(Natural language region descriptions)
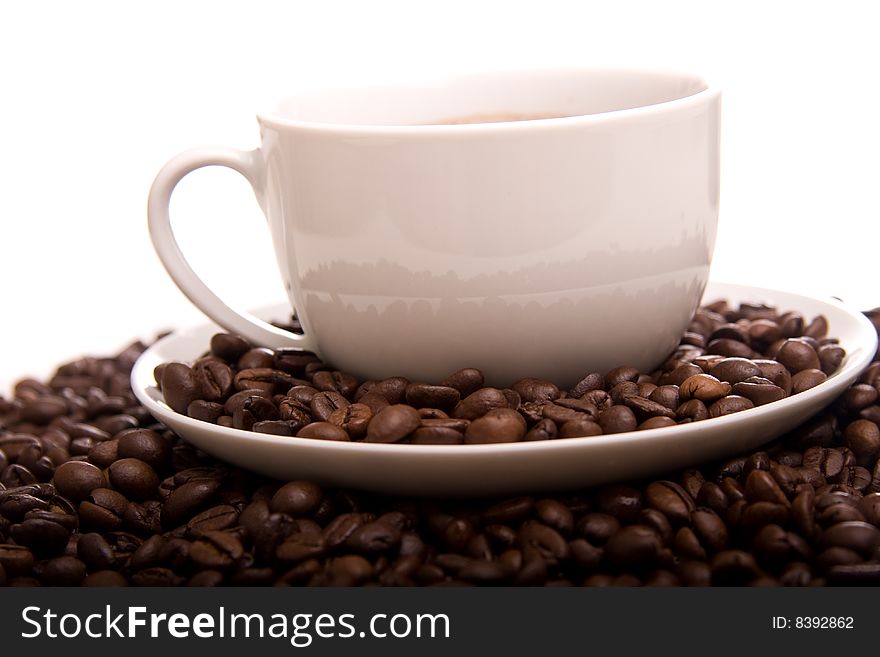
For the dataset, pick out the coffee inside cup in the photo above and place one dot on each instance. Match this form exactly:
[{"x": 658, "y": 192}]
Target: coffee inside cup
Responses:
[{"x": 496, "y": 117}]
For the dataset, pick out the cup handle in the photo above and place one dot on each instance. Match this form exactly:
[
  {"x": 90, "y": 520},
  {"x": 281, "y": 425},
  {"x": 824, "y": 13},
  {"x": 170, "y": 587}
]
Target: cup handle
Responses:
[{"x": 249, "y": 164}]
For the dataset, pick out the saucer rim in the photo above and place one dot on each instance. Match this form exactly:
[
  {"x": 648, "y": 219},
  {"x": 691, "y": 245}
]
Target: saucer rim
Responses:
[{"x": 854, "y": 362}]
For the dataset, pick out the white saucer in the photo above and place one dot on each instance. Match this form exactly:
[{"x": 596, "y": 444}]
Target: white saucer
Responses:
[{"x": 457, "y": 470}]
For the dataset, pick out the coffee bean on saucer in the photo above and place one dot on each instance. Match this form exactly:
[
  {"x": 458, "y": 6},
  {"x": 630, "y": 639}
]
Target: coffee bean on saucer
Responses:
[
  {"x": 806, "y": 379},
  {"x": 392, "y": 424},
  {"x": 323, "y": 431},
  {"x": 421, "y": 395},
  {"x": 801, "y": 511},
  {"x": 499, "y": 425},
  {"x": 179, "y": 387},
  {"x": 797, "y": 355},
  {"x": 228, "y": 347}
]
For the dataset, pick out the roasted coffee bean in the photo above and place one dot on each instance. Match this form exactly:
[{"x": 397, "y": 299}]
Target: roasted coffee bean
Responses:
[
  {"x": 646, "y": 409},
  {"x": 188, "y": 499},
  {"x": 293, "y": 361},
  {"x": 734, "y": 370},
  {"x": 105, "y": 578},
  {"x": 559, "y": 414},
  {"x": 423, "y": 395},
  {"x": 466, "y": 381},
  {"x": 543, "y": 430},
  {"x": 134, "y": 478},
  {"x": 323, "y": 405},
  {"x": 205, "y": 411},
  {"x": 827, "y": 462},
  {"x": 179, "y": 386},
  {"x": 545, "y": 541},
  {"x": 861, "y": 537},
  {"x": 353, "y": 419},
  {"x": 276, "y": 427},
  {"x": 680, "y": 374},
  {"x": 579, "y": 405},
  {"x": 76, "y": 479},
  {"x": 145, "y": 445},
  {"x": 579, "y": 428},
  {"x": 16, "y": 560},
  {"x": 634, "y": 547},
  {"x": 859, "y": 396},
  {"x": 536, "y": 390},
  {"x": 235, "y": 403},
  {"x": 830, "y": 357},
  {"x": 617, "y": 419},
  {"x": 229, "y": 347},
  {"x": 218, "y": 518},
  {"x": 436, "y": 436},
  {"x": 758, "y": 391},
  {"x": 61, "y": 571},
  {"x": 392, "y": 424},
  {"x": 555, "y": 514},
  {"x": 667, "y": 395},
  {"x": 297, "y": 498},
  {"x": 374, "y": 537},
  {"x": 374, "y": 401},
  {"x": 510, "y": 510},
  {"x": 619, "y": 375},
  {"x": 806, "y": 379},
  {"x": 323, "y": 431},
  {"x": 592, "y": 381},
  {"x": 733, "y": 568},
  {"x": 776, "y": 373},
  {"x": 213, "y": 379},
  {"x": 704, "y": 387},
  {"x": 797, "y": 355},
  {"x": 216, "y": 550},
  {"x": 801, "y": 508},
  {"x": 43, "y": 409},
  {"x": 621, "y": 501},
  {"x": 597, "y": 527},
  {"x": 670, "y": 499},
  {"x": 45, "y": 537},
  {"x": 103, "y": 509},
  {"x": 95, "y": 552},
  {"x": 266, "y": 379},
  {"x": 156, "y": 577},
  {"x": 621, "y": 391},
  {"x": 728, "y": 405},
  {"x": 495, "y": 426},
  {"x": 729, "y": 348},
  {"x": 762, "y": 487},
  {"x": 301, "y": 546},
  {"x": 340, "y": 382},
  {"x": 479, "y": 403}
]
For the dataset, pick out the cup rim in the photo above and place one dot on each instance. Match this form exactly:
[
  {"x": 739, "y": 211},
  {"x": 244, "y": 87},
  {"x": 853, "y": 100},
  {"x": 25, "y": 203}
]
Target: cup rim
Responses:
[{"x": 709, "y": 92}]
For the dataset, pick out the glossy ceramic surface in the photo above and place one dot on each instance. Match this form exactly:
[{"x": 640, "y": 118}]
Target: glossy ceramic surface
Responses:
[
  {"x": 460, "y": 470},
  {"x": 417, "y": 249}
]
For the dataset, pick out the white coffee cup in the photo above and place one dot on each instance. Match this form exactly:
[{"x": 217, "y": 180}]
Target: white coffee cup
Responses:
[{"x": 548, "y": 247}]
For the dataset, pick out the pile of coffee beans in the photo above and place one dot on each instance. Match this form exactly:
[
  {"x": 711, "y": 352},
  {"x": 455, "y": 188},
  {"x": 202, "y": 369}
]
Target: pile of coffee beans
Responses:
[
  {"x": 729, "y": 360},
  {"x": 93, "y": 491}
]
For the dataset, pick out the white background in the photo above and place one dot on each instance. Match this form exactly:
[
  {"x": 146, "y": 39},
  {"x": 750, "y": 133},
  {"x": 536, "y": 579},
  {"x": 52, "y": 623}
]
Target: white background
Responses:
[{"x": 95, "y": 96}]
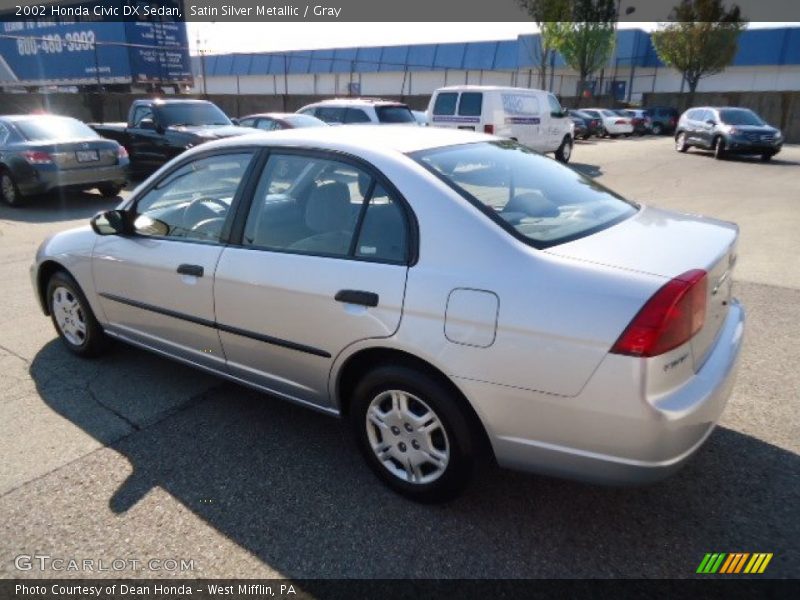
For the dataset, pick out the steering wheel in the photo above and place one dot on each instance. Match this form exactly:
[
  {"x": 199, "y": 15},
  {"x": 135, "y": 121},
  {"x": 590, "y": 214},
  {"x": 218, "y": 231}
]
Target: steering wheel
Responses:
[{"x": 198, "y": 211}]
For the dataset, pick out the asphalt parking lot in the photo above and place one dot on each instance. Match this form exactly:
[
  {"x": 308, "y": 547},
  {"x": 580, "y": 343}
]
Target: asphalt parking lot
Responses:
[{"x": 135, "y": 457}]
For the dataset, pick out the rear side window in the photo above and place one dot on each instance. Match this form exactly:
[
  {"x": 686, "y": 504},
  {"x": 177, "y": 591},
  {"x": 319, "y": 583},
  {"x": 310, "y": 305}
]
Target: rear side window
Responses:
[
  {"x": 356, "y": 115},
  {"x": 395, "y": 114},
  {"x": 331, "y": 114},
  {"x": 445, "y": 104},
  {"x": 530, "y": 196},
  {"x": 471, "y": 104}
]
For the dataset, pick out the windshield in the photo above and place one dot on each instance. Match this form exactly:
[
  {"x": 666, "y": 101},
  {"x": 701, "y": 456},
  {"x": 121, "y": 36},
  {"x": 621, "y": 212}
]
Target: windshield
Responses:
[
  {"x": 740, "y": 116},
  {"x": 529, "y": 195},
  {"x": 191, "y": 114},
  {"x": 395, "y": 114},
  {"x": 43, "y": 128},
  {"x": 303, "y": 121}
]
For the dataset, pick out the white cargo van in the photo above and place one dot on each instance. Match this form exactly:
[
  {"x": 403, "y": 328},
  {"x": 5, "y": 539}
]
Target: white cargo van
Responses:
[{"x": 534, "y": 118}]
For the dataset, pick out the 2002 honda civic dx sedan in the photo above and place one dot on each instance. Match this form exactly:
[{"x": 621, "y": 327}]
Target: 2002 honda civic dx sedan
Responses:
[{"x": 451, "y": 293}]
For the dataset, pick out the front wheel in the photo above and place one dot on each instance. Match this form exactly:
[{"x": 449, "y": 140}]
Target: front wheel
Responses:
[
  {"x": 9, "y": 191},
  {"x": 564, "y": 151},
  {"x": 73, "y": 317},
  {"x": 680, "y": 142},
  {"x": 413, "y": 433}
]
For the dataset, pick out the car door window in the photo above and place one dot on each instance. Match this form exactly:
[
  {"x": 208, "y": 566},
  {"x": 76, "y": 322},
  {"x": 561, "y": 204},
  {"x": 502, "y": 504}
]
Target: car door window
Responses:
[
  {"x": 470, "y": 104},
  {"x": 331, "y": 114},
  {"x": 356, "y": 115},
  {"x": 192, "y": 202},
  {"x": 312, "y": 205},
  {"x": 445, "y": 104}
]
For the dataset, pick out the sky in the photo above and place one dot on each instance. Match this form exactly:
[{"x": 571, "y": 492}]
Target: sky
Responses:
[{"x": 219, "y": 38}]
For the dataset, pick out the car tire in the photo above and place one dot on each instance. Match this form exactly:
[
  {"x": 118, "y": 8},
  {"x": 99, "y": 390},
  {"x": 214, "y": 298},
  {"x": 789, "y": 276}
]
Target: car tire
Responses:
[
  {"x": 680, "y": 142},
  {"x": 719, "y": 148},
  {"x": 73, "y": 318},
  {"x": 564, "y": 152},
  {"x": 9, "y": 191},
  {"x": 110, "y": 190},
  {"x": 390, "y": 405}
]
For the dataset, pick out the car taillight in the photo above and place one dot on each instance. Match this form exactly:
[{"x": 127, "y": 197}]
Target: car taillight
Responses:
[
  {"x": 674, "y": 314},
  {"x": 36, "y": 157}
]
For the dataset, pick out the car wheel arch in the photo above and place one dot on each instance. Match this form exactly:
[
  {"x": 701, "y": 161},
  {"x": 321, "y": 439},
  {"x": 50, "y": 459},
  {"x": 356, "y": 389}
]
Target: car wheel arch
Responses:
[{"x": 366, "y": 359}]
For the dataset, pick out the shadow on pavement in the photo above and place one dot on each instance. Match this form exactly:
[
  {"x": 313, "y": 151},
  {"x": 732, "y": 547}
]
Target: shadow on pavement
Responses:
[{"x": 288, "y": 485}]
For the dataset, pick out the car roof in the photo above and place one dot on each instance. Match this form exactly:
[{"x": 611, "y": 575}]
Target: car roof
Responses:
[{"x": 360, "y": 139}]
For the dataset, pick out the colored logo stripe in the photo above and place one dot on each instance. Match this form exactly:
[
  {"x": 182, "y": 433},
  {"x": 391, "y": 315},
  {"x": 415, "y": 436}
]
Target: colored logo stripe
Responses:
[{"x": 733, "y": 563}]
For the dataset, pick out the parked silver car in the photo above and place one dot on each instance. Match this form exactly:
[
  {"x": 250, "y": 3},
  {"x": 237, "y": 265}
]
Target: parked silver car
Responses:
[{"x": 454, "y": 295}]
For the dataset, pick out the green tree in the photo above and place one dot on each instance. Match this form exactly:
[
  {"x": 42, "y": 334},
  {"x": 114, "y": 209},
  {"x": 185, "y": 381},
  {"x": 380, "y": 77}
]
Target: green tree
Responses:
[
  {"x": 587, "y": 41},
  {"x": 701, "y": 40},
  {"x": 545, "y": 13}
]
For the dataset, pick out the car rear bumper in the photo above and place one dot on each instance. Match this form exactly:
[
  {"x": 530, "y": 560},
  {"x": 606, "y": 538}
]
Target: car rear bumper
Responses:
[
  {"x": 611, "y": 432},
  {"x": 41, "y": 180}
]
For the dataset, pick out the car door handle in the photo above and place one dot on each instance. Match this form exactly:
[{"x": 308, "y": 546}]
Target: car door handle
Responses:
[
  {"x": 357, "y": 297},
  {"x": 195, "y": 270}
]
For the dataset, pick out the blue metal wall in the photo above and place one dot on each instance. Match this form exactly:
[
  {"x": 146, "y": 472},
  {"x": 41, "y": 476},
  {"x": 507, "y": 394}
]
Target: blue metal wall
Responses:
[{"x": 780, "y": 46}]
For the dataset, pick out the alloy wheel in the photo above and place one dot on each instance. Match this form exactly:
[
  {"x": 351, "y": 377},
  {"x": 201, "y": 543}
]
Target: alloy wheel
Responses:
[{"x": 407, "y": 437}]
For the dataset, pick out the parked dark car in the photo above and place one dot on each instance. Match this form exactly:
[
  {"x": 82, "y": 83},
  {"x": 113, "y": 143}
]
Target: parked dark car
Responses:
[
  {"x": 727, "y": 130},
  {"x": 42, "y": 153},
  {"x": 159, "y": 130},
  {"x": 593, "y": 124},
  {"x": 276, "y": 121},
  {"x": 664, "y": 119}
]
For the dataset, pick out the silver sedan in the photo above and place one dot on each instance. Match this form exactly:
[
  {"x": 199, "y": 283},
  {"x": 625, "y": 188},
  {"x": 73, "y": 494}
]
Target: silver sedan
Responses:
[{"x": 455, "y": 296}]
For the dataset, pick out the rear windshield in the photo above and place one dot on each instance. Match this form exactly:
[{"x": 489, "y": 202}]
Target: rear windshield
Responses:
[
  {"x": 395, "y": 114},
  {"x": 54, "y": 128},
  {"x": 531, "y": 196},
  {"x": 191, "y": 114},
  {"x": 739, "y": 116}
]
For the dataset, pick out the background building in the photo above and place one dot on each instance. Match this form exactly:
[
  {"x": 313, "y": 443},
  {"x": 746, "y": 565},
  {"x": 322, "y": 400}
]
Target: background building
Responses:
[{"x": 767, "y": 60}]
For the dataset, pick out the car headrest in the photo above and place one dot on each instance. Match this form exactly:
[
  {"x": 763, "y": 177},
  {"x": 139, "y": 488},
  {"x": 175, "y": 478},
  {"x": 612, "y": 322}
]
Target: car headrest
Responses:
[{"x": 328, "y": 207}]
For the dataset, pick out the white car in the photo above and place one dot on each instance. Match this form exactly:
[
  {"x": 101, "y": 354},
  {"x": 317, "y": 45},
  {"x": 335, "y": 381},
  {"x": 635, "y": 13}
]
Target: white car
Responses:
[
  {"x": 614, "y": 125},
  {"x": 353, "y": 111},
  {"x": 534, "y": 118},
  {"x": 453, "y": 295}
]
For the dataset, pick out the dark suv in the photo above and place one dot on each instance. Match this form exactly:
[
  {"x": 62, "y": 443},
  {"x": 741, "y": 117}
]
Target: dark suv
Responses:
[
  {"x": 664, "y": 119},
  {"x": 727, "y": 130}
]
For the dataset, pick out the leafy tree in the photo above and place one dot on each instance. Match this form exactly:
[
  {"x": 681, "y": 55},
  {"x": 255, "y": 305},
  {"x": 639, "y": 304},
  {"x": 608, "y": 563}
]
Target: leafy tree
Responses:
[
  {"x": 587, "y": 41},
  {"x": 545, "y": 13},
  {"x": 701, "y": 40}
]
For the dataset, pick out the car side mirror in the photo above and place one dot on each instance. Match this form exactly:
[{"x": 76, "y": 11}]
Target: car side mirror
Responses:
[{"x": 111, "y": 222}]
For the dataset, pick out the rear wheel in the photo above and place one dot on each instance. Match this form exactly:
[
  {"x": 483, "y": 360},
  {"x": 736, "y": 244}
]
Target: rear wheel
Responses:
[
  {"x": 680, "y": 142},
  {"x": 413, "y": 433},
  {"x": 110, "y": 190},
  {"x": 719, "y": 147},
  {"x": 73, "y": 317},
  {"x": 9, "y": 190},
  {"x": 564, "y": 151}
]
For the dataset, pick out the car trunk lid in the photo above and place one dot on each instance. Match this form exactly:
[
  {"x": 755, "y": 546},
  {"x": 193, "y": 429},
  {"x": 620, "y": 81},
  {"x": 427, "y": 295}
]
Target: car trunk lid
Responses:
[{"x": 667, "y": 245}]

**The task:** Match on "cargo" and copy out every line of the entries that contains it.

**Result for this exercise:**
For the dataset, pick out the white cargo van in the photo above and place one dot on each instance. Match this form exactly:
Target: white cargo van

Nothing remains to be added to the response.